TASK DETAILS:
Line tally for "below": state how many lines of the entries include it, with no other text.
........
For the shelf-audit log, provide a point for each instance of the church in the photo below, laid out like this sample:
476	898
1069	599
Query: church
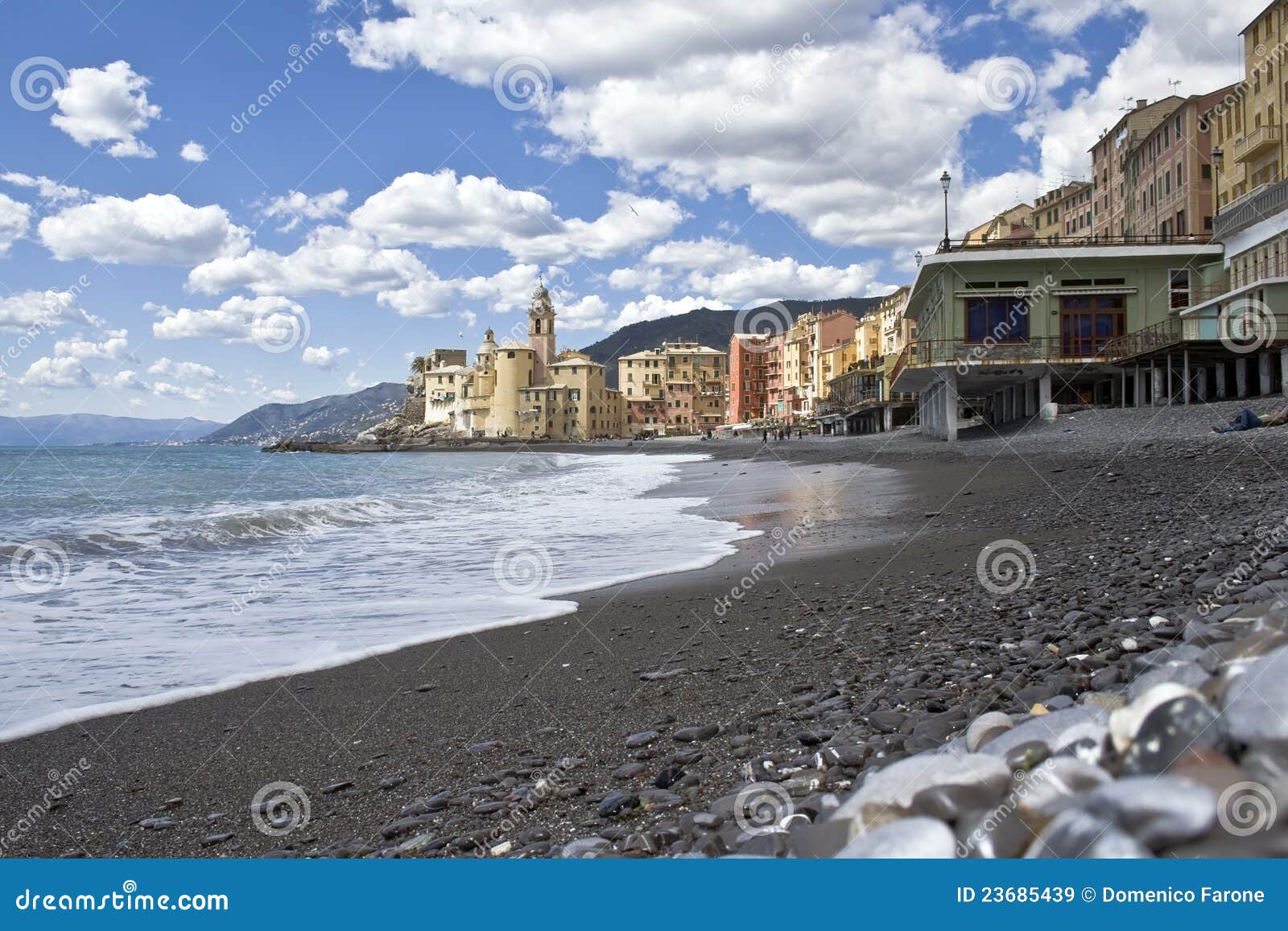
523	389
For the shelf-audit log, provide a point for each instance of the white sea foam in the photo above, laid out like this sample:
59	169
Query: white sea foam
196	585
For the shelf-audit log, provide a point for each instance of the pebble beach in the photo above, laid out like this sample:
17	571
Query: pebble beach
1066	641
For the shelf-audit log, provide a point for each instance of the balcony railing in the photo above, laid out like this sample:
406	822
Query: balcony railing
1257	142
1037	349
1253	208
1150	339
1090	242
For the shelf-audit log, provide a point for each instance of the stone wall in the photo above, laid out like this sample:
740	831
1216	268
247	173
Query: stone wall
414	410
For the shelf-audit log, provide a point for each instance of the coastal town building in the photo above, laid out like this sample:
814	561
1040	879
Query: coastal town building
1064	212
678	388
523	389
1113	199
1170	177
1009	332
749	377
1249	122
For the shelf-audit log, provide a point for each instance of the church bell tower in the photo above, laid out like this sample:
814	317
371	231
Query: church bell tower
541	334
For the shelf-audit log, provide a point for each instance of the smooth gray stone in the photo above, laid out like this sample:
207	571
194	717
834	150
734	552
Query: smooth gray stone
1080	834
985	727
1256	705
1049	729
1159	811
923	838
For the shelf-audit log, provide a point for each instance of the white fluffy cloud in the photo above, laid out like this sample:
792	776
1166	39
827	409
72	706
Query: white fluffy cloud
734	274
109	105
154	229
193	152
187	371
231	322
14	218
60	373
43	309
296	206
332	259
448	212
49	190
322	357
114	345
777	103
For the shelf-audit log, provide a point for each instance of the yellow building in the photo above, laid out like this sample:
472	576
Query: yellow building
678	388
525	389
1249	122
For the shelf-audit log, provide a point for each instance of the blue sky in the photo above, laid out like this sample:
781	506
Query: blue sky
180	235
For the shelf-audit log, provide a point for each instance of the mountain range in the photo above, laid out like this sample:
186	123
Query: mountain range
708	327
328	418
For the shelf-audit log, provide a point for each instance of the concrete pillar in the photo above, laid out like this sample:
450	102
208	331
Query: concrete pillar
951	407
1045	407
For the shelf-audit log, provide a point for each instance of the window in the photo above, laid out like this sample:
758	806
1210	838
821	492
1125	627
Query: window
1179	285
1002	319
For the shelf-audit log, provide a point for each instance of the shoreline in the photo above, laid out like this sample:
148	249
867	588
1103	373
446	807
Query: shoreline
881	602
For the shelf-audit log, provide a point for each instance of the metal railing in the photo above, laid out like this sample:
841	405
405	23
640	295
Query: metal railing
1253	206
1156	336
1090	242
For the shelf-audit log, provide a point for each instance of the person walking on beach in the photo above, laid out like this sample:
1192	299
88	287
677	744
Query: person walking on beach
1247	420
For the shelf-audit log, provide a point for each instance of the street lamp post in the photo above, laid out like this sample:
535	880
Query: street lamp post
946	180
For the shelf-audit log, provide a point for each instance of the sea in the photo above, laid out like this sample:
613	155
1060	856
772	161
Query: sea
135	576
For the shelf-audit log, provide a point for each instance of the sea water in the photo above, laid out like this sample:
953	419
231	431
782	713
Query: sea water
133	576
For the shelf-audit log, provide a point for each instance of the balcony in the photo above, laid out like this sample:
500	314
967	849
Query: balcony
1256	206
1257	143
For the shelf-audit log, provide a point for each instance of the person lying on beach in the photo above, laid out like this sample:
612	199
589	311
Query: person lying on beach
1247	420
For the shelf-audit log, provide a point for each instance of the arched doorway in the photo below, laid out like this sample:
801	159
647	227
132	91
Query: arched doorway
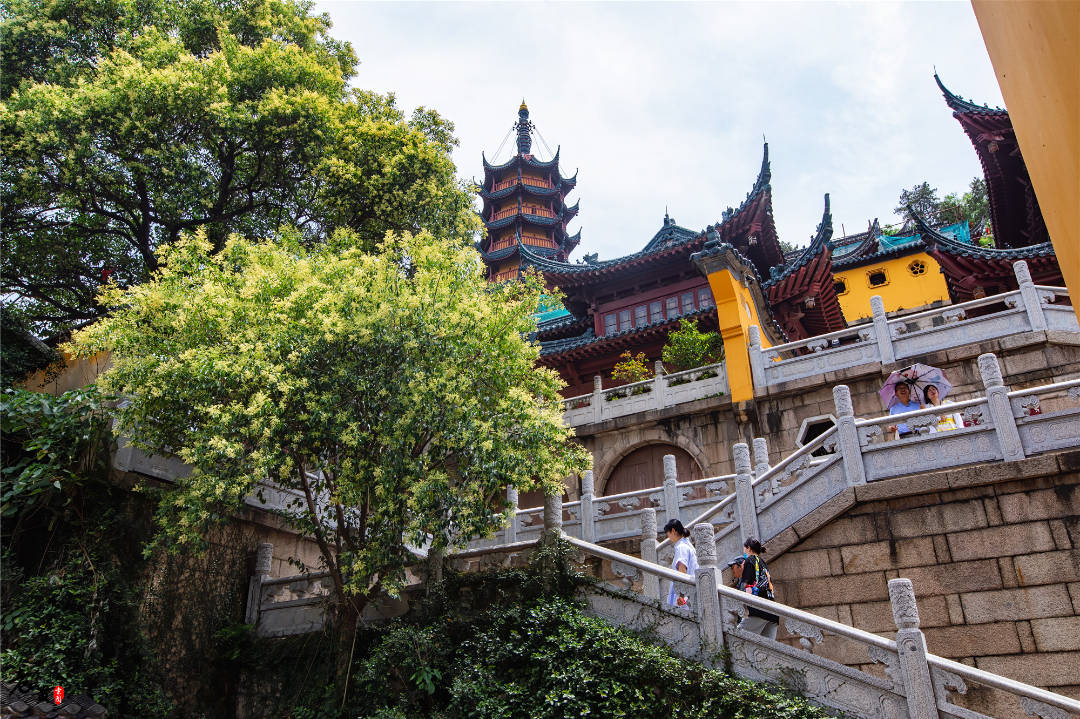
644	467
........
RESPONSE:
2